*** Raw data ***
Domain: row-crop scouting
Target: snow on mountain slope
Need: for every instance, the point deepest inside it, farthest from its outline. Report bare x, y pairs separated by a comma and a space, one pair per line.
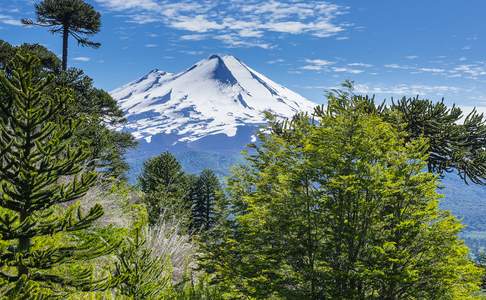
215, 96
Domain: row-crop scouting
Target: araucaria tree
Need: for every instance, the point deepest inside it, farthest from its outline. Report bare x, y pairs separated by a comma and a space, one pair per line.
42, 169
165, 186
455, 145
338, 206
206, 191
74, 18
***
● Task: Please rewrite the entries above with "row-crop scouting" changed to "orchard scouting" everywhere and everything else left the same. Omit the pictures from your version.

● Finished answer:
Domain: orchard scouting
Target: snow on mountain slope
Need: for every instance, the point deepest inside it, farthest from its outline. Report bare x, y pairs separated by a comma and a space, one pair per line.
215, 96
Domain: orchard scouting
Target: araucaria tree
Need: for every instance, the point deepest inside it, farthest from its outline. Report bare x, y pairs separated by a comma and a space, one pair per line.
42, 169
165, 186
455, 145
338, 206
206, 191
74, 18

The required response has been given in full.